==== Dataset entries ====

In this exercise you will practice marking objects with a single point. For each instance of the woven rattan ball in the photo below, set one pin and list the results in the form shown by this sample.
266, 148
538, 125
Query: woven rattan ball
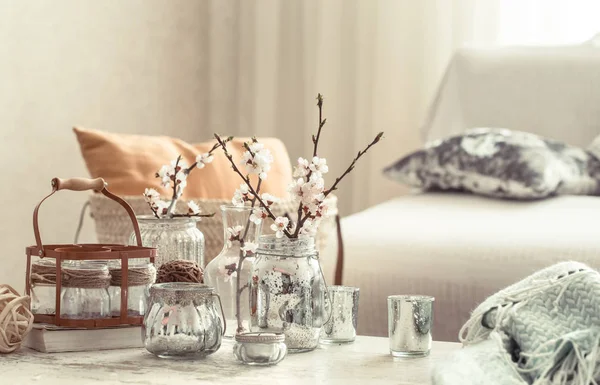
180, 270
16, 320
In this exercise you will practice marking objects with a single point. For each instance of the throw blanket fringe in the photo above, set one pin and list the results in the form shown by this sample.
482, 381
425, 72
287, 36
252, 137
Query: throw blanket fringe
489, 316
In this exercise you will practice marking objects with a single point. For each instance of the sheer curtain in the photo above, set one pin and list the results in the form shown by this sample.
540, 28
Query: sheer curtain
377, 62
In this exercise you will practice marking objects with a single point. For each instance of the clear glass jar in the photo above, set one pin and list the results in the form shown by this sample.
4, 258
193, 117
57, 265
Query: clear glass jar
43, 286
182, 320
140, 278
287, 291
174, 238
85, 291
221, 274
260, 349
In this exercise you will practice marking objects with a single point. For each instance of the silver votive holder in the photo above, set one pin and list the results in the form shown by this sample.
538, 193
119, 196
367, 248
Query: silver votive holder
261, 349
341, 326
409, 324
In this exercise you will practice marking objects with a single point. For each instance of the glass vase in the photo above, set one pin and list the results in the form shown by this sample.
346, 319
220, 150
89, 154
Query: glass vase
183, 320
288, 291
174, 238
221, 274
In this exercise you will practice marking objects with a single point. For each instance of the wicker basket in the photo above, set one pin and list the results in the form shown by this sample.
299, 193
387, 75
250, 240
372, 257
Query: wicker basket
114, 227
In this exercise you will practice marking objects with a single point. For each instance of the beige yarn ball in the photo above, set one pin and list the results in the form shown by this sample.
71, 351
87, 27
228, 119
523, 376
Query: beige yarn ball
16, 320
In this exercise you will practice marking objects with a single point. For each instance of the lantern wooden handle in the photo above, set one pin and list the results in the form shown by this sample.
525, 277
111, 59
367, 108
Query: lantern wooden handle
82, 184
79, 184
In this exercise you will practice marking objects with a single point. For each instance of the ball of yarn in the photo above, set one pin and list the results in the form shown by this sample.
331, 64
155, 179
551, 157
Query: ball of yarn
180, 270
16, 320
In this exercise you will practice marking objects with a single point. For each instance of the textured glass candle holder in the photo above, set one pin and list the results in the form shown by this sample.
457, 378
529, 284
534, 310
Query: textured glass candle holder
409, 324
260, 349
341, 327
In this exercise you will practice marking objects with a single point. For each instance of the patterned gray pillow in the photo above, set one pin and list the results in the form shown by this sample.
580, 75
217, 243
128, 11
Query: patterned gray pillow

====

▶ **Work to do**: Your copy should match the entries exactly, minus the pictures.

▶ **Exercise answer**:
In this exercise you will practice marking objects with a single point. For each instance of the woven rattan ball in the photo below, set one pin and list the results in the form shown by this sample.
266, 148
538, 125
Query: woven rattan ball
180, 270
16, 320
In this exercise you will practice marking objects with a single point. For each instance of the throw blanket fringe in the photo above, set one pin and list the results in the form shown by this sample.
482, 381
425, 72
287, 36
252, 137
Query: throw blanket fringe
489, 316
In this exercise you will practice marking objects with a single point. For each instance of the sheer curtain in the photo above, set one pin and list the results in the form shown by this sample.
540, 28
Query: sheer curtain
377, 62
In this exercise you will practice marking objects with a single point. For each instance of the clear glass jar in the photo above, set one pin and list the results in the form shown by this sample.
4, 258
193, 117
57, 265
Query: clear glass jar
43, 286
182, 320
140, 278
287, 291
174, 238
85, 291
221, 274
260, 349
In this exercise you will practice marking objects with a single point. For each instance of the silver votive holder in the photo above, set one pin and list the results in the form shown by this sample.
538, 193
119, 196
367, 248
Query: silver votive holder
261, 349
341, 326
409, 324
In this exercise you will practice marking objects with a single point. For each instance of the glass vase in the photo above, set one pin and list the results in the form shown by this sample.
346, 319
220, 150
89, 154
Query: glass vase
183, 320
288, 291
174, 238
221, 274
In this exercise you will practice marking objects with a single point. For each instance of the wicker basket in the photo above, set one pin and list the results in the form shown by this sample.
299, 193
387, 75
250, 240
372, 257
Query: wicker basket
114, 227
In this exercise you will practice marking objects with a single point. For each instance of the beige yarn ball in the photo above, set one pin and list the results in the form shown by this sample.
71, 351
87, 27
228, 119
523, 376
Query: beige yarn ball
16, 320
In this exercise you will practice marking objects with a single point. For each instance of the lantern wooden handle in the photo above, set one pin and list the results in the form shown by this sample.
525, 277
111, 59
367, 108
Query: lantern wooden handle
82, 184
79, 184
In this exercise you will practice marking objects with a single point. For each instance of the ball of yarn in the photo above, set one pin and list the results in the form shown by this sample.
331, 64
155, 179
551, 157
Query: ball of yarn
180, 270
16, 320
In this exercise you will practice marking objects with a single point. For each instance of the textured glass candle holder in the photo above, set one pin and list the results in the form shown by this sample.
457, 378
529, 284
534, 310
Query: textured glass candle holder
409, 324
260, 349
341, 327
In this exercise you will practice marking objects with a single point. For each instance of the patterned gray pillow in the photo above, set one pin and list the results in the form shown by this sample.
580, 75
217, 243
128, 11
Query: patterned gray pillow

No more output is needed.